§ EXERCISE DATA:
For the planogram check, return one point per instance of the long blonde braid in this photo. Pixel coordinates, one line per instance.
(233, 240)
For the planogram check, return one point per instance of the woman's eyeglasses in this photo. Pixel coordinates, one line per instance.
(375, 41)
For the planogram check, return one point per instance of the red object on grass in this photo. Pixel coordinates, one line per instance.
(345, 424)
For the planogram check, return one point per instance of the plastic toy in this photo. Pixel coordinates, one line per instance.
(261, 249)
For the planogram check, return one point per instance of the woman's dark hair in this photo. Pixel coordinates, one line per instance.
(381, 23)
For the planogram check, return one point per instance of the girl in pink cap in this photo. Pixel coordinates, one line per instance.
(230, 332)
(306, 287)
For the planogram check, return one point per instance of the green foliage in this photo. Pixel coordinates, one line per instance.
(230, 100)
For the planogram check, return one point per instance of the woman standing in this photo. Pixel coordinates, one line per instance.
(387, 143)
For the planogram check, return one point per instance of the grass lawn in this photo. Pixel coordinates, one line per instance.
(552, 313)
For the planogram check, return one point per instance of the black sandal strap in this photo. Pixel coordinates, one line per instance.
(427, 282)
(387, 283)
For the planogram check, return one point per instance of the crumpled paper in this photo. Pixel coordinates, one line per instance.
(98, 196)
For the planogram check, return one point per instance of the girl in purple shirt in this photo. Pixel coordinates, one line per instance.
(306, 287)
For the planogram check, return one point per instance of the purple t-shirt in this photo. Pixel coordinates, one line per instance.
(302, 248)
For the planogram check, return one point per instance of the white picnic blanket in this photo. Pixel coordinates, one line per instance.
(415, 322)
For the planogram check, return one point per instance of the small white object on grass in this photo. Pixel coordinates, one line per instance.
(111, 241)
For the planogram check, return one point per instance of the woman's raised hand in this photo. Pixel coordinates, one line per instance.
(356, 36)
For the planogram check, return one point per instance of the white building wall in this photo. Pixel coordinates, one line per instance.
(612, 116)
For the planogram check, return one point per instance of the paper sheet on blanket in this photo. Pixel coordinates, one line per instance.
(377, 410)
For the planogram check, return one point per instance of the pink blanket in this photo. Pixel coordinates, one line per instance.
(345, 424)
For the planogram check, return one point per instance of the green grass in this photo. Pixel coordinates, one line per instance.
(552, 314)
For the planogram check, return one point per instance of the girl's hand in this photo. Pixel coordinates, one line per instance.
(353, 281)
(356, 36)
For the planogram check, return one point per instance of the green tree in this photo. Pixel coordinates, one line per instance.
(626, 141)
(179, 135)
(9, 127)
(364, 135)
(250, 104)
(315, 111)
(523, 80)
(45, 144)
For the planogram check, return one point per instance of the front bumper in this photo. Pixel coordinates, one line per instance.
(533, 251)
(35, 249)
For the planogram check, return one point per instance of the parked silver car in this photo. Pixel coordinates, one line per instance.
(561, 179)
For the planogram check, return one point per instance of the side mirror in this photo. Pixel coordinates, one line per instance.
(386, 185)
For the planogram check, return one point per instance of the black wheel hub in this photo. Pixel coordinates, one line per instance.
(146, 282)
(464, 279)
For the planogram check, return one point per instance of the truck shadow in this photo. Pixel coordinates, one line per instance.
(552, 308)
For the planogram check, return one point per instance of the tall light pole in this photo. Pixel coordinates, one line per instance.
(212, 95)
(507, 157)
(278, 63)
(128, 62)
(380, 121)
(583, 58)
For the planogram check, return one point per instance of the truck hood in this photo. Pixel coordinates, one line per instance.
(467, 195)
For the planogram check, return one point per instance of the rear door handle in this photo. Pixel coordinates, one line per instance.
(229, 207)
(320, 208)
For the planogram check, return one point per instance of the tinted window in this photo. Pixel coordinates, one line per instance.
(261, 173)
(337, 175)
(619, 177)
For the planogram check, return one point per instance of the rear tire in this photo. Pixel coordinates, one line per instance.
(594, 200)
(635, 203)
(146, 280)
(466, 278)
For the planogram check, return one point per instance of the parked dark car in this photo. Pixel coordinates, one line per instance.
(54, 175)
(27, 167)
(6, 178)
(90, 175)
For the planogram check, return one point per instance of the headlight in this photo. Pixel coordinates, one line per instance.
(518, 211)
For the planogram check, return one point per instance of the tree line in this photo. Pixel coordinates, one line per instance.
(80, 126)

§ GOAL: Exactly as shown above, return every record.

§ SOLVED EXERCISE:
For the planogram check, return one point per instance of the long blonde braid in this photo. Pixel coordinates, one line per instance.
(233, 240)
For the planogram check, return one point per instance of the woman's eyeglasses in this photo. Pixel coordinates, one line per instance.
(375, 41)
For the planogram check, return one point per instance of the red object on grass in this photo. Pixel coordinates, one line per instance.
(345, 424)
For the planogram check, return one point per instance of the plastic toy in this photo. Pixel coordinates, one line per instance.
(261, 249)
For the planogram check, return one point per instance of the woman's dark hair in this photo. Pixel coordinates, one line per instance.
(381, 23)
For the planogram check, return one point per instance of the girl in pink cap in this photo. Pixel coordinates, one line per instance.
(230, 332)
(306, 287)
For the planogram check, return one point per instance of the green foliage in this photo. Pixel coordinates, one line per instance.
(230, 100)
For the planogram check, return one point per instance of the woman standing in this photo. Pixel coordinates, one line per instance.
(387, 143)
For the planogram check, return one point per instance of the grass lawn in this photo. Pixel coordinates, one line per instance.
(552, 313)
For the planogram check, return one point per instance of the black sandal strap in this photo. Pixel coordinates, one line per instance.
(427, 282)
(387, 283)
For the planogram check, return one point per instance of the crumpled paper in this photo. Pixel coordinates, one line per instance.
(98, 196)
For the planogram check, return one point per instance of the girl in purple shirt in this photo. Pixel coordinates, one line per instance.
(306, 287)
For the planogram check, return one point per instance of the purple t-shirt in this photo. Pixel coordinates, one line per instance.
(302, 248)
For the planogram check, return one point per instance of the white picnic blanket in this photo. Pixel coordinates, one line per instance.
(415, 322)
For the planogram check, return one point per instance of the small white object on grass in this photo. Pixel coordinates, one line per instance.
(111, 241)
For the planogram check, return one point per instance of the woman's raised hand in this photo. Pixel coordinates, one line per instance.
(356, 36)
For the planogram check, return one point per instance of the white building wall in this photo. Pixel coordinates, one line per instance.
(612, 116)
For the planogram check, return one point per instance of the paper sheet on blanket in this photo. Pixel coordinates, one line per instance.
(377, 410)
For the planogram check, return one point per instance of the pink blanket in this photo. Pixel coordinates, one line per instance.
(345, 424)
For the planogram check, return one point per instance of the green grass in this photo. Pixel coordinates, one line per instance.
(552, 314)
For the planogram check, return one point per instance of the girl's hand in this photo. Pixel coordinates, one line per instance.
(353, 281)
(356, 36)
For the planogram check, return one point per instance of the green tree in this photo. Pixel coordinates, one line per instance.
(626, 141)
(179, 135)
(9, 127)
(364, 135)
(250, 104)
(315, 111)
(523, 80)
(45, 144)
For the planogram check, return one point per instance of the front bumper in this photo. Pixel coordinates, one line per instance.
(533, 251)
(35, 249)
For the planogram check, return one point per instance of the parked silver car in this photo. Pixel coordinates, one line per instance.
(561, 179)
For the planogram check, return one point per instance of the side mirror in this photo. Pixel coordinates, one line per instance.
(386, 185)
For the planogram check, return one point per instance of the black wheel hub in this photo. Pixel coordinates, one line per instance.
(146, 282)
(464, 279)
For the planogram check, return one point per instance of the truck shadow in this photo. Pixel coordinates, one line per instance.
(552, 308)
For the planogram check, return one point per instance of the tall light pole in this photo. Pixel coordinates, one line per instance.
(212, 95)
(507, 157)
(278, 63)
(128, 62)
(380, 121)
(583, 58)
For the planogram check, return one point per instance of the truck hood in this photo. Pixel coordinates, one line per instance.
(467, 195)
For the planogram check, return one point per instance of the rear door handle in this photo. Pixel coordinates, one line per instance.
(229, 207)
(320, 208)
For the planogram check, return one point per instance of the tinted window in this photo. Pixel coordinates, one line per instance.
(261, 173)
(337, 175)
(619, 177)
For the planogram check, return one point per instance of the rear tire in this photo. Pixel coordinates, one line per instance.
(594, 200)
(635, 203)
(146, 280)
(466, 278)
For the planogram check, return one point per instance of the parked dark car in this photo. Pixel coordinates, one line per instance.
(54, 175)
(27, 167)
(6, 178)
(90, 175)
For the planogram check, return one point per instance of the headlight in this photo. Pixel coordinates, one line per instance.
(518, 211)
For the planogram check, return one point per instance of the tree line in this photo. Pixel coordinates, one line per instance.
(80, 126)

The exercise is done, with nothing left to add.